--- SHORT TASK ---
Copy out the lines from the one containing "Where can the parking" through the end of the material, switching "parking lot" to "parking area" and keeping everything else unchanged.

--- SUPPLIED RECORDS ---
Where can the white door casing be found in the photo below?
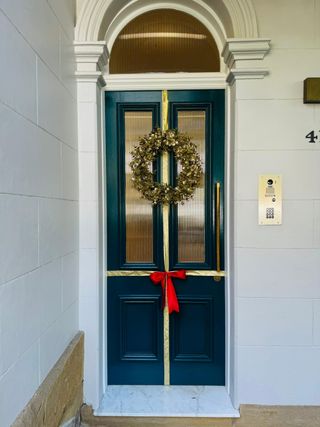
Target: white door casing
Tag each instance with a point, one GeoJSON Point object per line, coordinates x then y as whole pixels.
{"type": "Point", "coordinates": [233, 24]}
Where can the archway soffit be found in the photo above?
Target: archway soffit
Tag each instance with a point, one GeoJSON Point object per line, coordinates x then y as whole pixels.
{"type": "Point", "coordinates": [93, 12]}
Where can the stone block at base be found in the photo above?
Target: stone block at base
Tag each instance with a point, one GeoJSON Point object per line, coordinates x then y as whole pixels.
{"type": "Point", "coordinates": [59, 397]}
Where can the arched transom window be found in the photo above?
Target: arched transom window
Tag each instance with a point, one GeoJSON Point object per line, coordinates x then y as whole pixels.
{"type": "Point", "coordinates": [164, 40]}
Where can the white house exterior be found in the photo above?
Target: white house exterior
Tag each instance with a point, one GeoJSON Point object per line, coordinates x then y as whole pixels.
{"type": "Point", "coordinates": [54, 75]}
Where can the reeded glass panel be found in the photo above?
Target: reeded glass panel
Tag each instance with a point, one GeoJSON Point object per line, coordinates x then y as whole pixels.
{"type": "Point", "coordinates": [164, 40]}
{"type": "Point", "coordinates": [139, 221]}
{"type": "Point", "coordinates": [191, 215]}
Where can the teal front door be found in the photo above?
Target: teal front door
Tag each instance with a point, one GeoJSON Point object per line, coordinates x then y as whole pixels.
{"type": "Point", "coordinates": [141, 347]}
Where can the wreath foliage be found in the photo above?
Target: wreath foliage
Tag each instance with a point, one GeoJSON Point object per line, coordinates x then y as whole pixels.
{"type": "Point", "coordinates": [185, 152]}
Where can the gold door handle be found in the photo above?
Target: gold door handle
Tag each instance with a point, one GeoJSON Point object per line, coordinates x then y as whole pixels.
{"type": "Point", "coordinates": [217, 221]}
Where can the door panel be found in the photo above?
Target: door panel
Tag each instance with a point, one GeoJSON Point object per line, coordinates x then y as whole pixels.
{"type": "Point", "coordinates": [135, 331]}
{"type": "Point", "coordinates": [197, 333]}
{"type": "Point", "coordinates": [135, 245]}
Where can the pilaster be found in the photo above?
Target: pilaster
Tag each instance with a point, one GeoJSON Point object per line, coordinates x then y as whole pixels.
{"type": "Point", "coordinates": [91, 61]}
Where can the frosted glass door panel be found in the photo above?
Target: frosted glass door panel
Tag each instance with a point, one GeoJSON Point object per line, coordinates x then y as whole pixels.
{"type": "Point", "coordinates": [139, 212]}
{"type": "Point", "coordinates": [191, 215]}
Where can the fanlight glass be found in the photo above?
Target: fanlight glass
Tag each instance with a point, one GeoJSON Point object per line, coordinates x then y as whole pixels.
{"type": "Point", "coordinates": [164, 40]}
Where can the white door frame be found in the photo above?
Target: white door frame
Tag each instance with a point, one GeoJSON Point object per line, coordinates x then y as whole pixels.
{"type": "Point", "coordinates": [242, 57]}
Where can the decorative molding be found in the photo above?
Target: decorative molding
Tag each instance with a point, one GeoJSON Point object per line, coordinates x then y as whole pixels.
{"type": "Point", "coordinates": [244, 50]}
{"type": "Point", "coordinates": [239, 54]}
{"type": "Point", "coordinates": [91, 60]}
{"type": "Point", "coordinates": [243, 17]}
{"type": "Point", "coordinates": [246, 74]}
{"type": "Point", "coordinates": [158, 81]}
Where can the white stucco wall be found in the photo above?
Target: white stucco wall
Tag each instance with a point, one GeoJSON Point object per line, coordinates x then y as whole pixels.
{"type": "Point", "coordinates": [38, 195]}
{"type": "Point", "coordinates": [277, 268]}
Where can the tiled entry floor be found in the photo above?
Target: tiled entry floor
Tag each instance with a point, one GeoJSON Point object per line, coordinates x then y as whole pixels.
{"type": "Point", "coordinates": [161, 401]}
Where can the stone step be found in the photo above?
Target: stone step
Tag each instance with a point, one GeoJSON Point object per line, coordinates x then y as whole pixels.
{"type": "Point", "coordinates": [89, 420]}
{"type": "Point", "coordinates": [251, 416]}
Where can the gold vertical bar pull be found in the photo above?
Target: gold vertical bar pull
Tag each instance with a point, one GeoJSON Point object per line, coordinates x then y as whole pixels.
{"type": "Point", "coordinates": [217, 221]}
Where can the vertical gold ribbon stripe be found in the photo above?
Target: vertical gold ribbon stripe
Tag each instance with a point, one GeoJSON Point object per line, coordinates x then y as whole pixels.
{"type": "Point", "coordinates": [165, 222]}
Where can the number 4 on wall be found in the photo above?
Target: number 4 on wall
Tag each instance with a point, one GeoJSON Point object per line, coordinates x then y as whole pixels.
{"type": "Point", "coordinates": [312, 137]}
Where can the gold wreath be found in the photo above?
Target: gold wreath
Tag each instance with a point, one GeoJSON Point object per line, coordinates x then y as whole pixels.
{"type": "Point", "coordinates": [185, 151]}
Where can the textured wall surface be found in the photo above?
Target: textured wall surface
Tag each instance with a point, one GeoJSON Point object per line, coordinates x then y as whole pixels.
{"type": "Point", "coordinates": [277, 268]}
{"type": "Point", "coordinates": [38, 195]}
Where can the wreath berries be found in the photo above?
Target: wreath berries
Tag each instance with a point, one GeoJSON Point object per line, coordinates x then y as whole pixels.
{"type": "Point", "coordinates": [185, 152]}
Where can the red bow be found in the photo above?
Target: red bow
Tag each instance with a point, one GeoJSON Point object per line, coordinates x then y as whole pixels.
{"type": "Point", "coordinates": [164, 278]}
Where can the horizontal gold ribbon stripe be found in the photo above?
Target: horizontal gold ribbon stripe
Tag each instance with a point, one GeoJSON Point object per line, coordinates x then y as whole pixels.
{"type": "Point", "coordinates": [128, 273]}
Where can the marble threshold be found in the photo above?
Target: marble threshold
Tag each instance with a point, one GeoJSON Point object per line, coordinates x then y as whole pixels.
{"type": "Point", "coordinates": [167, 401]}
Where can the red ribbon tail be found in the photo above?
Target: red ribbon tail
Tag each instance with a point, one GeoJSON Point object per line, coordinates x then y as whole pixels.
{"type": "Point", "coordinates": [173, 304]}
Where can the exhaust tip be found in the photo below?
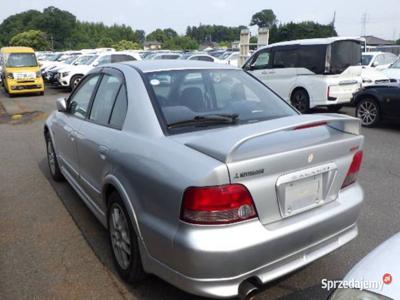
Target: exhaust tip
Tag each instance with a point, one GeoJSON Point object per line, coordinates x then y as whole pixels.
{"type": "Point", "coordinates": [247, 290]}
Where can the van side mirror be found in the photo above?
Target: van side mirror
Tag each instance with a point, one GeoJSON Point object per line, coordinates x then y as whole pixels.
{"type": "Point", "coordinates": [61, 105]}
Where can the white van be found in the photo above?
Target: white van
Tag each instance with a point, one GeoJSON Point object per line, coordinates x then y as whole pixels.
{"type": "Point", "coordinates": [310, 73]}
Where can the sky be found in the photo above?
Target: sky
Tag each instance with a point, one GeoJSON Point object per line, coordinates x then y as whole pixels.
{"type": "Point", "coordinates": [382, 17]}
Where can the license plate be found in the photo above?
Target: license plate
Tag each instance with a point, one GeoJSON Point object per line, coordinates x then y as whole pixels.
{"type": "Point", "coordinates": [303, 194]}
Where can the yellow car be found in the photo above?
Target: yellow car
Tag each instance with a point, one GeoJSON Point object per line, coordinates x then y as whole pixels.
{"type": "Point", "coordinates": [20, 71]}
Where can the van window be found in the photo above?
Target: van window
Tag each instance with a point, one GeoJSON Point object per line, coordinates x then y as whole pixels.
{"type": "Point", "coordinates": [312, 58]}
{"type": "Point", "coordinates": [285, 59]}
{"type": "Point", "coordinates": [345, 54]}
{"type": "Point", "coordinates": [261, 61]}
{"type": "Point", "coordinates": [18, 60]}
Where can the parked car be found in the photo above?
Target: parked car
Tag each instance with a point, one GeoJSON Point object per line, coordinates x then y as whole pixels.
{"type": "Point", "coordinates": [310, 73]}
{"type": "Point", "coordinates": [380, 267]}
{"type": "Point", "coordinates": [376, 103]}
{"type": "Point", "coordinates": [200, 56]}
{"type": "Point", "coordinates": [71, 75]}
{"type": "Point", "coordinates": [393, 72]}
{"type": "Point", "coordinates": [378, 60]}
{"type": "Point", "coordinates": [20, 71]}
{"type": "Point", "coordinates": [203, 176]}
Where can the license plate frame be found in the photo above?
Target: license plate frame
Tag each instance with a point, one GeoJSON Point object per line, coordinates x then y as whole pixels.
{"type": "Point", "coordinates": [304, 190]}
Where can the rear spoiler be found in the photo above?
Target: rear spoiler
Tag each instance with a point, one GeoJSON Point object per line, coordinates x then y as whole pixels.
{"type": "Point", "coordinates": [226, 143]}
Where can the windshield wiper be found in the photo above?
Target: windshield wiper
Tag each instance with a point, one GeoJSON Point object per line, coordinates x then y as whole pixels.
{"type": "Point", "coordinates": [205, 120]}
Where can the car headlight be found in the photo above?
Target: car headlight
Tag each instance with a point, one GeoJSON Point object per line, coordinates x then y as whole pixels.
{"type": "Point", "coordinates": [354, 294]}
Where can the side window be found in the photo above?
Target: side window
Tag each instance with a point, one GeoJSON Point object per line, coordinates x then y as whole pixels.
{"type": "Point", "coordinates": [105, 97]}
{"type": "Point", "coordinates": [120, 107]}
{"type": "Point", "coordinates": [104, 60]}
{"type": "Point", "coordinates": [312, 58]}
{"type": "Point", "coordinates": [121, 58]}
{"type": "Point", "coordinates": [262, 61]}
{"type": "Point", "coordinates": [285, 59]}
{"type": "Point", "coordinates": [79, 102]}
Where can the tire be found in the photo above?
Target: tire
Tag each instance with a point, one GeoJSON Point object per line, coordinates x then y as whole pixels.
{"type": "Point", "coordinates": [334, 108]}
{"type": "Point", "coordinates": [369, 112]}
{"type": "Point", "coordinates": [54, 167]}
{"type": "Point", "coordinates": [123, 241]}
{"type": "Point", "coordinates": [301, 100]}
{"type": "Point", "coordinates": [75, 81]}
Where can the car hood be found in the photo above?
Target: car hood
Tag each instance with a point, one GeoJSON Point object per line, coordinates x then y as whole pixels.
{"type": "Point", "coordinates": [223, 144]}
{"type": "Point", "coordinates": [382, 260]}
{"type": "Point", "coordinates": [392, 73]}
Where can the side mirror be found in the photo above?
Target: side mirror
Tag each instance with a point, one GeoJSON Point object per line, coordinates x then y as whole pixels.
{"type": "Point", "coordinates": [61, 105]}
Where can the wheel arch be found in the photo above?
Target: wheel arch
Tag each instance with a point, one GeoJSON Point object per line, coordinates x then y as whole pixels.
{"type": "Point", "coordinates": [113, 184]}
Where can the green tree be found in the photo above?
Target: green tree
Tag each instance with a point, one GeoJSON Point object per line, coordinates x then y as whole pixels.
{"type": "Point", "coordinates": [33, 38]}
{"type": "Point", "coordinates": [126, 45]}
{"type": "Point", "coordinates": [265, 18]}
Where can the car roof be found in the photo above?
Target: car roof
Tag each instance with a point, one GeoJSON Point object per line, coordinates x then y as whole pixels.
{"type": "Point", "coordinates": [319, 41]}
{"type": "Point", "coordinates": [17, 49]}
{"type": "Point", "coordinates": [147, 66]}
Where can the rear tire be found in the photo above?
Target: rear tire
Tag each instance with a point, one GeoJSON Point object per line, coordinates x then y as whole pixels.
{"type": "Point", "coordinates": [369, 112]}
{"type": "Point", "coordinates": [301, 100]}
{"type": "Point", "coordinates": [124, 242]}
{"type": "Point", "coordinates": [335, 108]}
{"type": "Point", "coordinates": [54, 167]}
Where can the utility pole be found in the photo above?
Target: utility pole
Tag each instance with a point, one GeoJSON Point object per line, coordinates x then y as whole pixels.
{"type": "Point", "coordinates": [364, 21]}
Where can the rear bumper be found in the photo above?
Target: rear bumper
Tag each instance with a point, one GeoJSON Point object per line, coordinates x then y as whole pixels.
{"type": "Point", "coordinates": [213, 262]}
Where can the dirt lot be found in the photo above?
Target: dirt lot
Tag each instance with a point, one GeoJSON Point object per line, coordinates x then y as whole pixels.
{"type": "Point", "coordinates": [52, 247]}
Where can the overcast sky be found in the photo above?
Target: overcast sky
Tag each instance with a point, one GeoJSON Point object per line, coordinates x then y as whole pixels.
{"type": "Point", "coordinates": [383, 16]}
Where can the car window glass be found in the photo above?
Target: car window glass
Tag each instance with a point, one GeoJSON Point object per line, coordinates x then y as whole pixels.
{"type": "Point", "coordinates": [79, 102]}
{"type": "Point", "coordinates": [285, 59]}
{"type": "Point", "coordinates": [104, 99]}
{"type": "Point", "coordinates": [104, 60]}
{"type": "Point", "coordinates": [262, 60]}
{"type": "Point", "coordinates": [120, 107]}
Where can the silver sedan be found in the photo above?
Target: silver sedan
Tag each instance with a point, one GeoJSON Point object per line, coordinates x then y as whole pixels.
{"type": "Point", "coordinates": [204, 176]}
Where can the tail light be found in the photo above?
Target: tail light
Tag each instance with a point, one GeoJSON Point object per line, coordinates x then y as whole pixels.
{"type": "Point", "coordinates": [223, 204]}
{"type": "Point", "coordinates": [355, 166]}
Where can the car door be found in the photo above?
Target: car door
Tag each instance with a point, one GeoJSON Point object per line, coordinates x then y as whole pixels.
{"type": "Point", "coordinates": [95, 139]}
{"type": "Point", "coordinates": [68, 124]}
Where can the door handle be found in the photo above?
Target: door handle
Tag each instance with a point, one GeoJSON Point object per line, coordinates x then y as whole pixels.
{"type": "Point", "coordinates": [103, 151]}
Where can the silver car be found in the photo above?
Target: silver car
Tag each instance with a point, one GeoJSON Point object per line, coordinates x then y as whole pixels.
{"type": "Point", "coordinates": [203, 176]}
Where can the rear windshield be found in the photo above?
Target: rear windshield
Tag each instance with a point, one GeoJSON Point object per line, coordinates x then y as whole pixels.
{"type": "Point", "coordinates": [19, 60]}
{"type": "Point", "coordinates": [189, 94]}
{"type": "Point", "coordinates": [345, 54]}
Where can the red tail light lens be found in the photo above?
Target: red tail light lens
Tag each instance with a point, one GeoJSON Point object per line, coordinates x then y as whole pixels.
{"type": "Point", "coordinates": [217, 205]}
{"type": "Point", "coordinates": [355, 166]}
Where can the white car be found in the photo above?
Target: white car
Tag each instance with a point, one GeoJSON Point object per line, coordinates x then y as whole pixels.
{"type": "Point", "coordinates": [71, 75]}
{"type": "Point", "coordinates": [393, 72]}
{"type": "Point", "coordinates": [310, 73]}
{"type": "Point", "coordinates": [201, 57]}
{"type": "Point", "coordinates": [377, 60]}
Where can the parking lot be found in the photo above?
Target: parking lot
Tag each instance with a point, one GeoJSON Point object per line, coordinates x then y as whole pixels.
{"type": "Point", "coordinates": [54, 247]}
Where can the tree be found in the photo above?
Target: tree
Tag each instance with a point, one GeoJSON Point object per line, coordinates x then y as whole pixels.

--- ANSWER TO THIS EXERCISE ---
Where can the parking area be found in the photo above?
Target: parking area
Tag each instance with a point, one GeoJSON Point object per line, coordinates x then y as whole pixels.
{"type": "Point", "coordinates": [54, 247]}
Where can the tree be found in the photo above?
Target: tree
Tag each instance with a point, one GeoJSON Point object per line, coordinates x then y as whole pixels.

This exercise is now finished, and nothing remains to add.